• Rows from a pointing dataset:

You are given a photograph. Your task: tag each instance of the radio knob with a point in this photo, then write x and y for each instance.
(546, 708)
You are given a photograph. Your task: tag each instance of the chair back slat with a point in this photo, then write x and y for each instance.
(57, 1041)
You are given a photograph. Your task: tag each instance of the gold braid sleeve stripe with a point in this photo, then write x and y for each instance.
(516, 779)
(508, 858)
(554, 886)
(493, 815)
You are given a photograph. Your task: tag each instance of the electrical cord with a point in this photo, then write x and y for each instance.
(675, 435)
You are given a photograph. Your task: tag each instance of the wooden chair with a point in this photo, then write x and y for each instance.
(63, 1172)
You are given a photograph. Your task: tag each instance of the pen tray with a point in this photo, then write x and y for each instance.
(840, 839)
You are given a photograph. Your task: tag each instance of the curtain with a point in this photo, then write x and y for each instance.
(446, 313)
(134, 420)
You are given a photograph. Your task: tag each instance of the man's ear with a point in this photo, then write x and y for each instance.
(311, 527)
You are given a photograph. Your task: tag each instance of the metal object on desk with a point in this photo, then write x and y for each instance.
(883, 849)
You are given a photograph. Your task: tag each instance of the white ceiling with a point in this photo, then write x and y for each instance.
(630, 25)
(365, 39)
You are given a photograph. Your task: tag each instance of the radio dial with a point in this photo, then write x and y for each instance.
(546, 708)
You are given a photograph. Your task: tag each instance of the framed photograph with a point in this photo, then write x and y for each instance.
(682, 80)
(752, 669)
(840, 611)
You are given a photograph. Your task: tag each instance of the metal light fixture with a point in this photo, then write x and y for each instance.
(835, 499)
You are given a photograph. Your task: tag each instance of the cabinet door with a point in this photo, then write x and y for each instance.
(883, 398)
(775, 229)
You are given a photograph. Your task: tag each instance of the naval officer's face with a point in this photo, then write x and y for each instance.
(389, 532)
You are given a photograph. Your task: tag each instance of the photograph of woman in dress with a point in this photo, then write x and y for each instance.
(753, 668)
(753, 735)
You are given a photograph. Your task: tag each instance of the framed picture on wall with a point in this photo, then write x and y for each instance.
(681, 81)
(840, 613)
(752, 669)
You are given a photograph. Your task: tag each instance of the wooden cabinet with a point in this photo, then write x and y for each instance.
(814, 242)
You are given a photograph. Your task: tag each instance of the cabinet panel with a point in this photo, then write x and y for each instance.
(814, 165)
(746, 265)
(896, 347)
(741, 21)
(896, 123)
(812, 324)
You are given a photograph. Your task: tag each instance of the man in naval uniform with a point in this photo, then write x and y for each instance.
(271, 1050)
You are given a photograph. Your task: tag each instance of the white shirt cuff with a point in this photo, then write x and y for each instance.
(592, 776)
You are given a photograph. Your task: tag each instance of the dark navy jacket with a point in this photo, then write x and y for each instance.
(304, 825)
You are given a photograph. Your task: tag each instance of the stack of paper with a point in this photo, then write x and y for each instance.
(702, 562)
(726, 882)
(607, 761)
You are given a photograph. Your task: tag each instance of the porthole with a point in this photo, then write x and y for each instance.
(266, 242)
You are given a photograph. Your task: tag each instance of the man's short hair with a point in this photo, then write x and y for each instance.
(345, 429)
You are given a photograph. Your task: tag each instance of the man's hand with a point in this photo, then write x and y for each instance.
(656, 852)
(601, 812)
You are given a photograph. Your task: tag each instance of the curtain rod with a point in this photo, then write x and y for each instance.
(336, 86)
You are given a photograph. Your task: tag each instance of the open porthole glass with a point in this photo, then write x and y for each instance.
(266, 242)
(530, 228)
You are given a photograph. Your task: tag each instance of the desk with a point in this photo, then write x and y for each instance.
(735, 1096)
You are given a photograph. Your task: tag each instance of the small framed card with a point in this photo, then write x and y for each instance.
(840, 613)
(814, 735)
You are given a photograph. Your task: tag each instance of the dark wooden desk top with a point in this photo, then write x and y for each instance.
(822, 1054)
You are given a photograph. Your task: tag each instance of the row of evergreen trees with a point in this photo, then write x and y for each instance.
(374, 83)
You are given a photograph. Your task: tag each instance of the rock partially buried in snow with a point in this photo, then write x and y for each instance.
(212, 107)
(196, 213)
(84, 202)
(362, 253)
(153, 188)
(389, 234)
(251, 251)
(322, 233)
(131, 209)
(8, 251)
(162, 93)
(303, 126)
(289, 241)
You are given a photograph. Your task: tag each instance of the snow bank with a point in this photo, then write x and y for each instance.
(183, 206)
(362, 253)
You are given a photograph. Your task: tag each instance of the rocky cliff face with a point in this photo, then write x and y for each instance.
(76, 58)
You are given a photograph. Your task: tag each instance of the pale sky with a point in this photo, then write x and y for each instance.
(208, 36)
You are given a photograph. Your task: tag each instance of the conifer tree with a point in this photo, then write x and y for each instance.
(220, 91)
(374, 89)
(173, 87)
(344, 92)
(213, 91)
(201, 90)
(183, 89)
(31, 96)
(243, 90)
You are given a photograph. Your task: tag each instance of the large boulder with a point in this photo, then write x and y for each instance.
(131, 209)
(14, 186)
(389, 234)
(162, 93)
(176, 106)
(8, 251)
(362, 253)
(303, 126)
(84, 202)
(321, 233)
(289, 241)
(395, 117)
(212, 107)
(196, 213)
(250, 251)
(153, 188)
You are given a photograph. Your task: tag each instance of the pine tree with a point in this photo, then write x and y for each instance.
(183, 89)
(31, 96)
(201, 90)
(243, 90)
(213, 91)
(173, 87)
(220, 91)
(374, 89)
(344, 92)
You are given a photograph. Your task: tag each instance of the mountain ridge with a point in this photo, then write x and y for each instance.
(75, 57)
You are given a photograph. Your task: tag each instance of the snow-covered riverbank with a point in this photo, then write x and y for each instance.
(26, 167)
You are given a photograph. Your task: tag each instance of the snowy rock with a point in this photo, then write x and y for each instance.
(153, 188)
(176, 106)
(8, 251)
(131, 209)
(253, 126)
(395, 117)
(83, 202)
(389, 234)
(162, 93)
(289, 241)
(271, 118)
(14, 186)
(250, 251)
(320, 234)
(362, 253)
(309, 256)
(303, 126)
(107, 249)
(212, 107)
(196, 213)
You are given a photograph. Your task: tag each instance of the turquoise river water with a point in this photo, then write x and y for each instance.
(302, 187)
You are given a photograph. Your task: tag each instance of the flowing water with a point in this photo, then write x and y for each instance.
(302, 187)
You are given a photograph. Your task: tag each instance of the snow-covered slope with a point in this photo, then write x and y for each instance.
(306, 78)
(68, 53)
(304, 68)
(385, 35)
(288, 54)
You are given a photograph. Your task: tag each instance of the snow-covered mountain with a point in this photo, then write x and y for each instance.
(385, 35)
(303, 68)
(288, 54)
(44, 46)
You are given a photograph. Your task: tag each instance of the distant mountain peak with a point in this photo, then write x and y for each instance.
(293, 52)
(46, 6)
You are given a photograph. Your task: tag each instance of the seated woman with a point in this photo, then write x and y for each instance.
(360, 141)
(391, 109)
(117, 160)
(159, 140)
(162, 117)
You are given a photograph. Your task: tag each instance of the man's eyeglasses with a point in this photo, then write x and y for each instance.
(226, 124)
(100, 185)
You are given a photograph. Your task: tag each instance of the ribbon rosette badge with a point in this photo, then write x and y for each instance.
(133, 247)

• Aim:
With the line containing "of the flowing" as the first and the last line of the records as the final one, print exactly the lines in that span.

• Answer to this task:
You are given a photograph. Your task: tag each instance of the flowing water with a point in this photo, then write x and y for each instance.
(302, 187)
You are given a photograph. Your task: tag each instance of the snow-covered slope with a point in this photo, then write x and y for each instance.
(306, 78)
(68, 53)
(304, 68)
(385, 35)
(288, 54)
You are given a photograph. Your task: tag each instance of the snow-covered mountain with a point in this photo, then write x and y for each instance.
(385, 35)
(303, 68)
(288, 54)
(44, 46)
You are given a photograph. Your task: tag each instance of the distant mountain peak with a point in this photo, then write x and y for each instance.
(293, 52)
(46, 6)
You are given a photograph. Your task: tag each instance of the seated woman with a point in this photo, then write x and y for each instance.
(360, 141)
(391, 109)
(117, 160)
(159, 140)
(162, 117)
You are given a photograph. Your task: tag each instance of the man's eyeglasses with a point in this photo, then write x and y for each instance.
(226, 124)
(100, 185)
You are given a photograph. Your task: tag each instance of the ribbon rosette badge with a point in this photo, then write x and y for each instance.
(133, 247)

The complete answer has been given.